#### Task requirements:
**1.** Answer these questions about the forum post on reduced error logistic regression:
(a) Which approaches does the poster say they use?
(b) According to the quoted claim, what becomes more and more likely as the number of independent variables increases?
(c) What software does the poster say the method is in?
**2.** In the forum post on reduced error logistic regression, retype the part that opens with the words containing "2007-04-26 Thread paulandpen" and closes with "overfit the data.".
**3.** Say whether each statement agrees with the forum post on reduced error logistic regression:
(a) The quoted claim says the resulting model parameters overfit the data.
(b) The poster believes that past a certain point, many predictors become meaningless.
(c) The poster says latent class and Bayes-based approaches recover heterogeneity in utility allocation across the sample.

Re: [R] Reduced Error Logistic Regression, and R?

2007-04-26 Thread paulandpen
Further to Simon's points,

Here is what is confusing to me and I highlight the section of the claims below:

The key assumption concerns symmetrical error constraints. These symmetrical 
error constraints force a solution where the probabilities of positive and 
negative error are symmetrical across all cross product sums that are the basis 
of maximum likelihood logistic regression. As the number of independent 
variables increases, it becomes more and more likely that this symmetrical 
assumption is accurate. Because this error component can be reliably estimated 
and subtracted out with a large enough number of variables, the resulting model 
parameters are strikingly error-free and do not overfit the data. 

For me, maybe this is a bit old school here, but isn't the point of model 
development generating the most parsimonious model with the greatest 
explanatory power from the fewest variables.  I myself could just imagine going 
to a client and standing in a 'bored' (grin) room for a presentation, and 
saying hay client, here are the 200 variables that are driving choice 
behaviour.  I use latent class and bayes based approaches because they recover 
heterogeneity in utility allocation across the sample, that to me is a big 
battle in choice based analytics.  

I believe that after a certain point, a heap of predictors become meaningless.  
I can see some of my colleagues adopting this because it is in SAS and makes up 
for poor design.

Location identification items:
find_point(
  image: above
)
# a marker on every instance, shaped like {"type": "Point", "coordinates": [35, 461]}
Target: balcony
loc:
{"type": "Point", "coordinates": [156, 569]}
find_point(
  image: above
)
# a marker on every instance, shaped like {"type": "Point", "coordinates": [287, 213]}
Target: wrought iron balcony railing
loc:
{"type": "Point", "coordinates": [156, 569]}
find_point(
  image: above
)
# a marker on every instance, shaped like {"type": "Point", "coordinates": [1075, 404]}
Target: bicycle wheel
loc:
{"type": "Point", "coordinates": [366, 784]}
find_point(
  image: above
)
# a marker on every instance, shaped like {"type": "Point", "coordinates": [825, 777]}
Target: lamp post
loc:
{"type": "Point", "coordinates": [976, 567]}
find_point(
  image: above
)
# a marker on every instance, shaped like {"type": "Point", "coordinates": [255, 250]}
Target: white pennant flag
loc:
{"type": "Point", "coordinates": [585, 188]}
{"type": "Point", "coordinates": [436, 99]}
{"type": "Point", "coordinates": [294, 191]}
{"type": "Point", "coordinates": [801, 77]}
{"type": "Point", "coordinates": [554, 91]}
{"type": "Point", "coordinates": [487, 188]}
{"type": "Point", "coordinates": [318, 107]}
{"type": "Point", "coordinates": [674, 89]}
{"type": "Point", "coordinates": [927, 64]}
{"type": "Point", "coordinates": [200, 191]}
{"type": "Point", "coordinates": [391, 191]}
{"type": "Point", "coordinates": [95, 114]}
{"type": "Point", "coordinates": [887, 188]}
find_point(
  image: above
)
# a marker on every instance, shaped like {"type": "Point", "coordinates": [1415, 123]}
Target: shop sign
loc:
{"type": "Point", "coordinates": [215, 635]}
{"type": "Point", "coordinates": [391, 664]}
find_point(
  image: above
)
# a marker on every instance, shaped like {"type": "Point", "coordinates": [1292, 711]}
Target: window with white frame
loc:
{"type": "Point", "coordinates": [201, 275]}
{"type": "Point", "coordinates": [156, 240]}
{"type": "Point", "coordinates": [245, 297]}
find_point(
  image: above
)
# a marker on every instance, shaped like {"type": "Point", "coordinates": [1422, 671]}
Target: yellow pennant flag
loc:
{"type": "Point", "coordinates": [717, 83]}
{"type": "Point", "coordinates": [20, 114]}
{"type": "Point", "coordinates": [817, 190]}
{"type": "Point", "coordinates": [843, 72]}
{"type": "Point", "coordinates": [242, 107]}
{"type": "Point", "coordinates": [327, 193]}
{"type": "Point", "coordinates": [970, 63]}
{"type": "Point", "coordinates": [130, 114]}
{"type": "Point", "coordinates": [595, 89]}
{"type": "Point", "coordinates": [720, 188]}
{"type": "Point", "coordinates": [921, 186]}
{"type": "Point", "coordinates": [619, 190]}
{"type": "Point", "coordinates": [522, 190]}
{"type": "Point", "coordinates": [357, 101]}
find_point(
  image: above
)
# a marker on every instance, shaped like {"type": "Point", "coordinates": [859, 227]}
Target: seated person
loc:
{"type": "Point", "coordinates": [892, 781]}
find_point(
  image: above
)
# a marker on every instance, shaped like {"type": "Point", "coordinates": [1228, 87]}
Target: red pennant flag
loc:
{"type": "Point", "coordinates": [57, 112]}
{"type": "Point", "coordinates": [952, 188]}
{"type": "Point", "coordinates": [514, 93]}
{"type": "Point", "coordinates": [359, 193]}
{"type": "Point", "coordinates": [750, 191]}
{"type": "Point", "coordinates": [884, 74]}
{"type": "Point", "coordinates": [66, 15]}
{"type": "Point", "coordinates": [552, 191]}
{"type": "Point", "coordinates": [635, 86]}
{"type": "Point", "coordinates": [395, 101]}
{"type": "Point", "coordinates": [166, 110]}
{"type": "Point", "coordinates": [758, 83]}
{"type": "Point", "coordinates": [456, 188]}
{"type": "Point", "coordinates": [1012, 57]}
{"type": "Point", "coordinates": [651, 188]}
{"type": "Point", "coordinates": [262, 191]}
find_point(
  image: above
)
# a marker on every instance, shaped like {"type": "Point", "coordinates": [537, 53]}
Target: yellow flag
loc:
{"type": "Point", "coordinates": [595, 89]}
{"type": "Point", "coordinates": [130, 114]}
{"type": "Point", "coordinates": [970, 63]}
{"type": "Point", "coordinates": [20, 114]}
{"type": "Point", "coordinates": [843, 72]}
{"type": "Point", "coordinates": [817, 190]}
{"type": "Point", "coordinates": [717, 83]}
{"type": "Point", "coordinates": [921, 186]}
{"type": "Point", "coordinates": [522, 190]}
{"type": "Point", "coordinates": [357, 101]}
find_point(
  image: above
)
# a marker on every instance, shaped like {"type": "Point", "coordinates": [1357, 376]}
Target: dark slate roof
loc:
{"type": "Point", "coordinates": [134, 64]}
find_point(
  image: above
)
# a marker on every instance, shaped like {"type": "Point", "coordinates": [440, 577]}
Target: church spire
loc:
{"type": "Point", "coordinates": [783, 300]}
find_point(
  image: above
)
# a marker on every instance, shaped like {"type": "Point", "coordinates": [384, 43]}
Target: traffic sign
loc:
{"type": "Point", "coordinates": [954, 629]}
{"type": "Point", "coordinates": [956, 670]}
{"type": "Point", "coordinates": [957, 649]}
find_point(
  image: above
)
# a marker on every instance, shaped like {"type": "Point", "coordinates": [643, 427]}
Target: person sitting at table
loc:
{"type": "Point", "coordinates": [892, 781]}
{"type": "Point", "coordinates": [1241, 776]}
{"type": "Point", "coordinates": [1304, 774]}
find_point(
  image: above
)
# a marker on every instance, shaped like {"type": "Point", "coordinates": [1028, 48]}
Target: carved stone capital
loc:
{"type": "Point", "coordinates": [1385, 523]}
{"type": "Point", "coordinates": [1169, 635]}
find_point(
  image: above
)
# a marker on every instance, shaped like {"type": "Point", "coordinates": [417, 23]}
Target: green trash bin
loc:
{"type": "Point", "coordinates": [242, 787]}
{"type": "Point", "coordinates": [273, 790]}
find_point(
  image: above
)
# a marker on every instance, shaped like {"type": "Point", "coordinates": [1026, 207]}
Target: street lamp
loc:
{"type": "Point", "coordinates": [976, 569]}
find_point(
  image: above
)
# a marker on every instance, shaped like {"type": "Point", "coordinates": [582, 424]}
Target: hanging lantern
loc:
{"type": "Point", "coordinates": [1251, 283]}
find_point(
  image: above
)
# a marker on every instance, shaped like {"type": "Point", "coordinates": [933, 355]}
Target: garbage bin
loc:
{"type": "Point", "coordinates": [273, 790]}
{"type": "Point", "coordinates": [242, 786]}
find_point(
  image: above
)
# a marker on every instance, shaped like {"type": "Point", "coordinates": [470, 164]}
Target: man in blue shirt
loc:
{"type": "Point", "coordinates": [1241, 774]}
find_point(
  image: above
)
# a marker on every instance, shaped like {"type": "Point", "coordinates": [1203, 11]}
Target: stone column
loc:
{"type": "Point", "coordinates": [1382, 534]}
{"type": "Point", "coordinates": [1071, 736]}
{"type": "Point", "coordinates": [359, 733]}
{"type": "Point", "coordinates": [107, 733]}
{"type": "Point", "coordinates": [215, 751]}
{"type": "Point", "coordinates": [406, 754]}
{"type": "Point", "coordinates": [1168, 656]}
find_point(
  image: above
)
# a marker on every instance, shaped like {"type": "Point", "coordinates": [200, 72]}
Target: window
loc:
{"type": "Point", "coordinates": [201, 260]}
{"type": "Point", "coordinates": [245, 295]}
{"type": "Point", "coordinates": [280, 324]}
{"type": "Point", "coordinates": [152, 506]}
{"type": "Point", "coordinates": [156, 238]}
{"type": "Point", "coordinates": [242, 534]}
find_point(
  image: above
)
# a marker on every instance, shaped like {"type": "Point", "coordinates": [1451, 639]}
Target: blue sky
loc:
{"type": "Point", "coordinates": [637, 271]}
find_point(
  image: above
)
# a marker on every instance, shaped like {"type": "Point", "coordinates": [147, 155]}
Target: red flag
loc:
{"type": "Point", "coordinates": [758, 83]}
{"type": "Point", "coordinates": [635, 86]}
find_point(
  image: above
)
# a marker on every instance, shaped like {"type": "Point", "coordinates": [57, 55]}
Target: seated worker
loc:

#### Results for the exercise:
**1.**
(a) Latent class and Bayes-based approaches.
(b) That the symmetrical assumption is accurate.
(c) SAS.

**2.**
2007-04-26 Thread paulandpen
Further to Simon's points,

Here is what is confusing to me and I highlight the section of the claims below:

The key assumption concerns symmetrical error constraints. These symmetrical 
error constraints force a solution where the probabilities of positive and 
negative error are symmetrical across all cross product sums that are the basis 
of maximum likelihood logistic regression. As the number of independent 
variables increases, it becomes more and more likely that this symmetrical 
assumption is accurate. Because this error component can be reliably estimated 
and subtracted out with a large enough number of variables, the resulting model 
parameters are strikingly error-free and do not overfit the data.

**3.**
(a) No: "the resulting model parameters are strikingly error-free and do not overfit the data."
(b) Yes: "I believe that after a certain point, a heap of predictors become meaningless."
(c) Yes: "I use latent class and bayes based approaches because they recover heterogeneity in utility allocation across the sample"